Source
========================
Anonymous Monk has asked for the wisdom of the Perl Monks concerning the following question:

Hi
I have mbx files (which is the collection of mails).If mbx is opened in text editor, it shows up like html file. I want to extract some text from all of the mails.

I think i can handle it just like a text file. But, How can i do it effieciently? Is there Module or something?

Pls give ur suggestions?

Thanx for ur time.

Replies are listed 'Best First'.
Re: extract text from mbx
by holli (Abbot) on Feb 23, 2005 at 05:47 UTC
    If itīs html, use Html::Parser or one of itīs children. If itīs well-formed use one of the many xml-parsers like Xml::Parser.


    holli, /regexed monk/
      Thanx Holli

      I have few informations to add. The file is not entirely an html file. It has junk characters( which i think represnts the header of each mail), then it is followed by the data. The data is enclosed in html tags.

      The single mbx file is the collection of many such mails.

        I don't think you are giving us enough information here. What is the software that is creating these 'mbx' files? Is it possible to give us an example that might help us determine the format?. If it is a standard mail storage format then it is possible that one of the Email::Folder or it's friends might be able to deal with it, you might even be able to identify the type of the mailbox with the Email::FolderType module.

        /J\
========================
Entries supplied
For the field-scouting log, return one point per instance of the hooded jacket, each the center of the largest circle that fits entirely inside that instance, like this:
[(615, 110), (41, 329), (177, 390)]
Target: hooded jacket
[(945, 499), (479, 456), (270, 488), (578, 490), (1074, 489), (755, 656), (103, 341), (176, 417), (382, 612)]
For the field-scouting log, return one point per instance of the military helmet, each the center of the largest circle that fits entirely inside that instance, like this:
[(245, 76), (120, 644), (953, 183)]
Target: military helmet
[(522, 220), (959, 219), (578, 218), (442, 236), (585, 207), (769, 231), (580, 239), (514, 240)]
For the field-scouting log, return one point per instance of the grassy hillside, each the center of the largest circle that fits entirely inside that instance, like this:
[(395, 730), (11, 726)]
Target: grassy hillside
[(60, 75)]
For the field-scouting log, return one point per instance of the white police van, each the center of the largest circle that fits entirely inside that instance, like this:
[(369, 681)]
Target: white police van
========================
Directions
• A. In the mbx thread, translate this sentence into Spanish: "The data is enclosed in html tags."
• B. Return every line of the records, from the first one to the last, without any changes.
The thread and the records are unrelated material.

Results of the tasks
• A. Los datos están encerrados entre etiquetas html.

• B.
For the field-scouting log, return one point per instance of the hooded jacket, each the center of the largest circle that fits entirely inside that instance, like this:
[(615, 110), (41, 329), (177, 390)]
Target: hooded jacket
[(945, 499), (479, 456), (270, 488), (578, 490), (1074, 489), (755, 656), (103, 341), (176, 417), (382, 612)]
For the field-scouting log, return one point per instance of the military helmet, each the center of the largest circle that fits entirely inside that instance, like this:
[(245, 76), (120, 644), (953, 183)]
Target: military helmet
[(522, 220), (959, 219), (578, 218), (442, 236), (585, 207), (769, 231), (580, 239), (514, 240)]
For the field-scouting log, return one point per instance of the grassy hillside, each the center of the largest circle that fits entirely inside that instance, like this:
[(395, 730), (11, 726)]
Target: grassy hillside
[(60, 75)]
For the field-scouting log, return one point per instance of the white police van, each the center of the largest circle that fits entirely inside that instance, like this:
[(369, 681)]
Target: white police van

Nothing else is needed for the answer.